**Extract to read**:
^^^^^^^^^^^^^^^^
I woke up this morning feeling very down. I have been trying to be optimistic and positive about this house situation. I did not sleep well last night, went to bed about midnight, woke up at 2:30, went back to bed in the spare bedroom about 4:30 and woke up about 6:30...no wonder I feel crappy. I should head out and run a couple errands, no energy, no money..just depressing.
We had a couple come through on Sunday...they own a home south of Salt Lake in Pleasant Grove, also a home a few blocks from here in the same area of our city called Green Spring. There is a really nice golf course and within Green Spring there are several developments. We are in Green Spring Heights, there's Las Entradas, Monte Verde, The Links, Silverstone and Northbridge, I think that's it. Anyway, the first 3 all share the same HOA clubhouse. We pay $75 a month and get our cable tv with it so not a bad deal. the clubhouse has tennis courts, fitness center, indoor and outdoor pools and a community room. Ok so Las Entradas and Monte Verde share the same stuff, only their HOA is around $250 a month...the lots there are connected, meaning no walls or fences. small. smaller homes for the most part. They do get their lawns mowed, not sure about the cable tv. We are on city streets so our street maintenance is covered by the city, the other ones I spoke of are private so I guess all that HOA fees go toward street maintenance. This couple have a home in Monte Verde so the man was very happy to hear how low our HOA is. Not sure if both homes are for sale or what. Supposely they LOVE it (where have I heard that before) and told our agent they want to come back and take pictures. that was Sunday, today is Wednesday so I am guessing they changed their mind. Another 'live one' down the tubes.
^^^^^^^^^^^^^^^^
**Written instruction**:
Please answer these questions from the post above, numbering each answer to match its question:
1. At what time did the writer first wake up during the night?
2. What does the writer's household pay each month for its HOA?
3. In which development does the visiting couple own a home near the writer?

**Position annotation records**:
^^^^^^^^^^^^^^^^
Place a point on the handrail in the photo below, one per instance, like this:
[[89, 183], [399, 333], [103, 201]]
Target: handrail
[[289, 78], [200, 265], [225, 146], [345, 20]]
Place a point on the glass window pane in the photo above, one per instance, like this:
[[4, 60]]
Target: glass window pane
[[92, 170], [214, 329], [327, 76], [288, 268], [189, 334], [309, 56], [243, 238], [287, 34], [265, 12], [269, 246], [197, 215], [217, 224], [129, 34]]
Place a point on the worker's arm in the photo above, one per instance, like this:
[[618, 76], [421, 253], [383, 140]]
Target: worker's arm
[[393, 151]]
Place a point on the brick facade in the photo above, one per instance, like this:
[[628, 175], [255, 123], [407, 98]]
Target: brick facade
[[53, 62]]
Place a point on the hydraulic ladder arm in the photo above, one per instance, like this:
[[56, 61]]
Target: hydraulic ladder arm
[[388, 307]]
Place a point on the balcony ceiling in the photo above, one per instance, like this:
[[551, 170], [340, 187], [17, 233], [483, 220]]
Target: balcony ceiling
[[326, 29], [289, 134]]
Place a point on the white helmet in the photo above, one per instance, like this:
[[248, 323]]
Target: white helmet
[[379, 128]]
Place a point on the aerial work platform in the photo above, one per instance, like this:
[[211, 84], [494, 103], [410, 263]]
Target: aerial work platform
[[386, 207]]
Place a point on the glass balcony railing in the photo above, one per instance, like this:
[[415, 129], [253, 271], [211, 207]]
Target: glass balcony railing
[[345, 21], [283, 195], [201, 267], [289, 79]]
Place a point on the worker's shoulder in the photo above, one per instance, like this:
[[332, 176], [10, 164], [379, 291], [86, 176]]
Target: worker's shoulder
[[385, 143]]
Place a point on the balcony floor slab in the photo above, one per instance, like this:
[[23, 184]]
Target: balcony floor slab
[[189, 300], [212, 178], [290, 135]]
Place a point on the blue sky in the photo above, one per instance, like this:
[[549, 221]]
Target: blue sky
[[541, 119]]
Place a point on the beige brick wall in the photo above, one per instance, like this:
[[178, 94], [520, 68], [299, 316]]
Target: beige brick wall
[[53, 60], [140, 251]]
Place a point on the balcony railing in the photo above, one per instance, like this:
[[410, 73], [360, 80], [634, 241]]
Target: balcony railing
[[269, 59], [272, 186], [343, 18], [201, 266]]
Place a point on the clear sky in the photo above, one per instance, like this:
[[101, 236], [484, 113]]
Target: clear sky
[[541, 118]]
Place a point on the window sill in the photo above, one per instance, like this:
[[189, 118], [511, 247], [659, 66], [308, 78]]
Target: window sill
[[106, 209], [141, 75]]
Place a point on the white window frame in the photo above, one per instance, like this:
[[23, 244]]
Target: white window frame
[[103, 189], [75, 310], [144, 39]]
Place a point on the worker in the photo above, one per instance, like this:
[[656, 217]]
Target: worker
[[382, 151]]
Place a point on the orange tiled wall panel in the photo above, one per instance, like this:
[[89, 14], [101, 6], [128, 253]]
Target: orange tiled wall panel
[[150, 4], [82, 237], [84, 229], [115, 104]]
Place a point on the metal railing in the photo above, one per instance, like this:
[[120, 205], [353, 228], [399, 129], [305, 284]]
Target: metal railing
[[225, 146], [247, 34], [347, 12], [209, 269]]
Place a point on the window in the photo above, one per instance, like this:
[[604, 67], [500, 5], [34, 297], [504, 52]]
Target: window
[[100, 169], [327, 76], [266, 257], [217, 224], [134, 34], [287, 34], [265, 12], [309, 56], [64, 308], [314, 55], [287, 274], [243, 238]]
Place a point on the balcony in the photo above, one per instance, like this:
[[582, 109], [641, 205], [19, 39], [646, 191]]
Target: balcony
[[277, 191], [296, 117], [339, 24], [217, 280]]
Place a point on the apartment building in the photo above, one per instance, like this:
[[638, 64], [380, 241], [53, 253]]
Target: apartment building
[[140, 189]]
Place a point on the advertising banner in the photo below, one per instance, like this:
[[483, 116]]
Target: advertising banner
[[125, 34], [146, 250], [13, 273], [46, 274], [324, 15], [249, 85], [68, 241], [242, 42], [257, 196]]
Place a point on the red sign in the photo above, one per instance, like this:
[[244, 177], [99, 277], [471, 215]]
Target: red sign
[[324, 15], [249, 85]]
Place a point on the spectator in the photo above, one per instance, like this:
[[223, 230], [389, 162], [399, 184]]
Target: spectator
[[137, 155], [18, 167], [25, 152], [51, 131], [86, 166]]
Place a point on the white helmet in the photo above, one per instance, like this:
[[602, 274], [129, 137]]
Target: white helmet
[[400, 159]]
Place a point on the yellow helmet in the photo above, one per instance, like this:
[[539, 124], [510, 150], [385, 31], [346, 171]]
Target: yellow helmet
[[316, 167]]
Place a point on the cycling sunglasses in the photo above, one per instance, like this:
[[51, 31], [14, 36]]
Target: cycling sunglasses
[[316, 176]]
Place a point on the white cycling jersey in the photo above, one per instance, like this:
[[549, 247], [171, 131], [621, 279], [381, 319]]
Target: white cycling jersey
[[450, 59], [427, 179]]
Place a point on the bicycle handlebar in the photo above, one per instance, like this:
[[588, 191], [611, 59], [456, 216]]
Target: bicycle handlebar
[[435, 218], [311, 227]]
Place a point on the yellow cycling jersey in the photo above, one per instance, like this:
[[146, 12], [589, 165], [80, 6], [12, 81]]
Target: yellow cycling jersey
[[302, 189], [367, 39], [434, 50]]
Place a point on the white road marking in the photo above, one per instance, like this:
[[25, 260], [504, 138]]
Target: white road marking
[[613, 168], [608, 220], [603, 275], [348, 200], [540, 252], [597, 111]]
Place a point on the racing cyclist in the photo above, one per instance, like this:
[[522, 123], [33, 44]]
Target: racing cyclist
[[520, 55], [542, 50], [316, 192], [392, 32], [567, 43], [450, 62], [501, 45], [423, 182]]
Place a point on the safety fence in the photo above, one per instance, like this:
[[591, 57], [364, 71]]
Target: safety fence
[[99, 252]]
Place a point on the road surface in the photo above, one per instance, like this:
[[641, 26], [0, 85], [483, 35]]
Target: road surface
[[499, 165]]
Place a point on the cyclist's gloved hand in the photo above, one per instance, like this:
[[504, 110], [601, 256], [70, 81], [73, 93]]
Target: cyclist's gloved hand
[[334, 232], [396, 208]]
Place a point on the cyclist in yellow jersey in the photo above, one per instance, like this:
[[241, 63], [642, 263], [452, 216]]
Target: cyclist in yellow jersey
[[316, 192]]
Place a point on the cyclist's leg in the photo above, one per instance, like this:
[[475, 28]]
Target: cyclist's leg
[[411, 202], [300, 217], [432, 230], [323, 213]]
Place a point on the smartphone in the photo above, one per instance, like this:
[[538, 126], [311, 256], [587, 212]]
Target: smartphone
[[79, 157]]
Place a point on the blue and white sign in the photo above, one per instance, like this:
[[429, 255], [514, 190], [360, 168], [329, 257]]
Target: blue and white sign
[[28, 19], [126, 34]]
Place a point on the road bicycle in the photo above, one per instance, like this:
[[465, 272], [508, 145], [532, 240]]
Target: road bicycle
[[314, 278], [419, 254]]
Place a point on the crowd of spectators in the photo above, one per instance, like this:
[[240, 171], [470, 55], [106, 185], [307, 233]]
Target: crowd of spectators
^^^^^^^^^^^^^^^^
**Solution to the problem**:
1. At about 2:30.
2. $75 a month.
3. Monte Verde.